[Opening Material shown section]

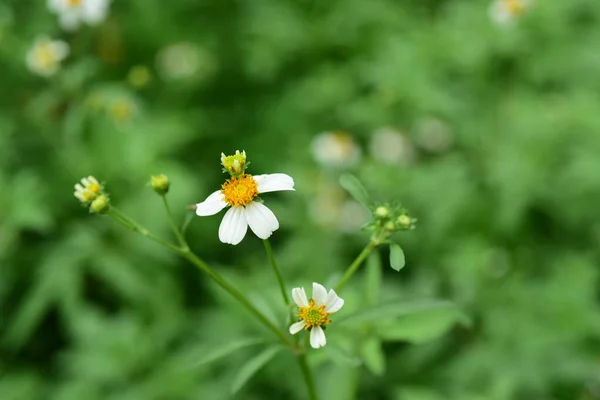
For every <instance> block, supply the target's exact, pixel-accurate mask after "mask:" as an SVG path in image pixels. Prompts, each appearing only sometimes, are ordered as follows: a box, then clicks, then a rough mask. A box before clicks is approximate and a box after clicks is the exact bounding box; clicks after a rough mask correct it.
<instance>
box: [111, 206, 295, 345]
mask: <svg viewBox="0 0 600 400" xmlns="http://www.w3.org/2000/svg"><path fill="white" fill-rule="evenodd" d="M108 215H110V216H111V217H113V218H114V219H115V220H116V221H117V222H119V223H121V224H123V225H124V226H126V227H127V228H129V229H132V230H133V231H135V232H138V233H139V234H141V235H142V236H145V237H147V238H149V239H152V240H154V241H155V242H157V243H158V244H160V245H161V246H164V247H166V248H168V249H169V250H172V251H174V252H176V253H177V254H179V255H181V256H182V257H184V258H185V259H186V260H188V261H189V262H191V263H192V264H194V265H195V266H196V267H198V268H199V269H200V270H201V271H202V272H204V273H205V274H206V275H208V276H209V278H211V279H212V280H213V281H215V282H216V283H217V284H218V285H219V286H221V287H222V288H223V289H224V290H225V291H227V292H228V293H229V294H230V295H231V296H232V297H233V298H235V299H236V300H237V301H239V302H240V303H241V304H242V305H244V306H245V307H246V308H247V309H248V311H250V312H251V313H252V314H253V315H254V316H255V317H256V318H257V319H258V320H259V321H260V322H261V323H262V324H263V325H264V326H265V327H267V328H268V329H269V330H270V331H272V332H273V333H274V334H275V335H276V336H277V337H278V338H279V340H281V342H282V343H284V344H286V345H288V346H290V347H294V342H292V340H290V339H289V338H288V336H287V335H286V334H285V333H284V332H282V331H281V330H280V329H279V328H277V326H275V324H273V323H272V322H271V321H270V320H269V319H268V318H267V317H265V316H264V314H263V313H261V312H260V311H259V310H258V309H257V308H256V307H254V305H253V304H252V303H251V302H250V300H248V299H247V298H246V296H244V294H243V293H242V292H240V291H239V290H237V289H236V288H235V287H233V286H232V285H230V284H229V282H227V281H226V280H225V279H223V277H221V276H220V275H219V274H217V273H216V272H215V271H213V270H212V269H211V268H210V267H209V266H208V265H207V264H206V263H205V262H204V261H202V260H201V259H200V258H199V257H198V256H197V255H196V254H194V253H192V252H191V251H190V249H189V248H188V247H187V244H186V245H185V247H183V248H179V247H177V246H174V245H172V244H171V243H167V242H165V241H164V240H162V239H160V238H157V237H156V236H154V235H152V234H151V233H150V232H148V230H147V229H145V228H143V227H142V226H140V225H139V224H138V223H137V222H135V221H134V220H132V219H131V218H129V217H127V216H126V215H124V214H123V213H121V212H120V211H118V210H117V209H116V208H114V207H111V208H110V209H109V211H108ZM177 232H178V233H179V230H177ZM178 236H181V234H179V235H178ZM184 243H185V240H184Z"/></svg>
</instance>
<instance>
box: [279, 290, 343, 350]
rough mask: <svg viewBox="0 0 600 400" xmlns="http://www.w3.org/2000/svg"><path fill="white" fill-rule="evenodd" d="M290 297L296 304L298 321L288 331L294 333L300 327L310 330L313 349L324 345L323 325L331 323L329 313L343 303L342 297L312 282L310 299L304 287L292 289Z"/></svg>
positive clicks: (299, 328)
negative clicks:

[Closing Material shown section]

What this task involves:
Search each line of the data above for "clicks", and copy the lines where it occurs.

Reply to the task:
For every <instance> block, supply the target's exact, pixel-accurate mask after "mask:" as an SVG path in image pixels. Prompts, each appearing only sometimes, are ordered as follows: a box, then clicks, then a rough mask. A box before clicks is approximate and a box after clicks is the exact bounding box; clicks after a rough mask correct it.
positive clicks: (299, 328)
negative clicks:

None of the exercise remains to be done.